Exercise
Repeat each of the following entries word for word, without any changes.

Provided material
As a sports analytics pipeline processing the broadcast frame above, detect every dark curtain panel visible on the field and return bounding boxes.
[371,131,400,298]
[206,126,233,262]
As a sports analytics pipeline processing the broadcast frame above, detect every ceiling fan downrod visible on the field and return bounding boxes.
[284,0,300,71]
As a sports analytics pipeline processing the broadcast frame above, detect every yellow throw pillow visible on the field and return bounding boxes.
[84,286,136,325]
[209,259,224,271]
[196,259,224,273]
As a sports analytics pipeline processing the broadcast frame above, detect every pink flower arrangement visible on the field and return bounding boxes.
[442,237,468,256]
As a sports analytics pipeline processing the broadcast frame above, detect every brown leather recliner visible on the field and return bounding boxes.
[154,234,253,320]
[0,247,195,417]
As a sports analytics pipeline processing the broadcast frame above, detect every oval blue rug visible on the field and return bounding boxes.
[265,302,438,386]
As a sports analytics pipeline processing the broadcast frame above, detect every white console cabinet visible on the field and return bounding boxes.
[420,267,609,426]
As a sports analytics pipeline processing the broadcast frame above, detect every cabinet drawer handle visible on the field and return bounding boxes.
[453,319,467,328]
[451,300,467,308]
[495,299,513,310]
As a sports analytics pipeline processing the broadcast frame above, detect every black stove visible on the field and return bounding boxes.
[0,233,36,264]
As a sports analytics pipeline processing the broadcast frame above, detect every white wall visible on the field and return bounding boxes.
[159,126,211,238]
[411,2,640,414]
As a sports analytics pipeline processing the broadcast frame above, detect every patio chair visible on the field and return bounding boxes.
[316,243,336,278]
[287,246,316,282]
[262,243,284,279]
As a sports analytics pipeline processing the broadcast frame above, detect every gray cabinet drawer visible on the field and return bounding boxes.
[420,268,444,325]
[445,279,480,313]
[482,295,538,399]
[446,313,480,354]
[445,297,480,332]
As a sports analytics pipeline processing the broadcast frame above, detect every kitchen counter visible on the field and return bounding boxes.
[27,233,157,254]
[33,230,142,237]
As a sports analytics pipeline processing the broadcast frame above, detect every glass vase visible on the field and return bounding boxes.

Exercise answer
As a sports analytics pipeline processing the broadcast frame above, detect every dark curtain panel visible on the field and return bounding boxes.
[371,131,400,298]
[206,126,233,262]
As a sports analytics pipeline processing the broadcast frame above, detect every ceiling fan downrod visible on the field and return bounding boxes.
[284,0,300,71]
As a sports analytics pipeline processing the broadcast frame above, detect every yellow throw pillow visible on the field and return bounding boxes.
[84,286,136,325]
[209,259,224,271]
[196,259,224,273]
As a sports analytics pipeline processing the broadcast frame above, detect every pink flower arrangement visible on the field and return bounding boxes.
[442,237,468,256]
As a sports analytics pipeline processing the broadcast frame above, detect every brown leather recliner visible on the field and return bounding boxes.
[154,234,253,320]
[0,247,195,417]
As a sports analytics pipeline processing the broadcast frame above, detect every oval blue rug visible on the field and return bounding boxes.
[265,302,438,386]
As a sports analytics pipeline processing the broadcast frame above, detect every white console cabinet visible on the field and return bounding boxes.
[420,267,609,426]
As a sports analytics pipeline processing the broadcast frame above, detect every cabinet drawer handle visible on the field and return bounding boxes.
[453,319,467,328]
[451,300,467,308]
[495,299,513,310]
As a sports analytics pipeline processing the broadcast frame above, detect every black stove visible on the field and return bounding boxes.
[0,233,36,264]
As a sports analytics pipeline processing the broadcast frame above, detect every white wall visible on the field and return bounding boxes.
[159,126,211,238]
[411,2,640,414]
As a sports analytics pipeline processing the broadcast frame above, detect every patio chair visible on the field and return bounding boxes.
[316,243,336,278]
[287,246,316,282]
[262,243,284,279]
As a sports analytics pipeline processing the broadcast frame above, detect every gray cabinet drawer visible on the field and return bounding boxes.
[420,268,444,325]
[445,279,480,313]
[482,295,538,399]
[446,313,480,354]
[445,297,480,332]
As a sports analytics pipeline processing the broadcast frame above, detect every kitchen counter visible on the field and return bounding boxes.
[27,233,157,254]
[33,230,142,237]
As a sports analytics pipeline processing the broadcast frame above, detect every glass vase visible on the field and return bounding boxes.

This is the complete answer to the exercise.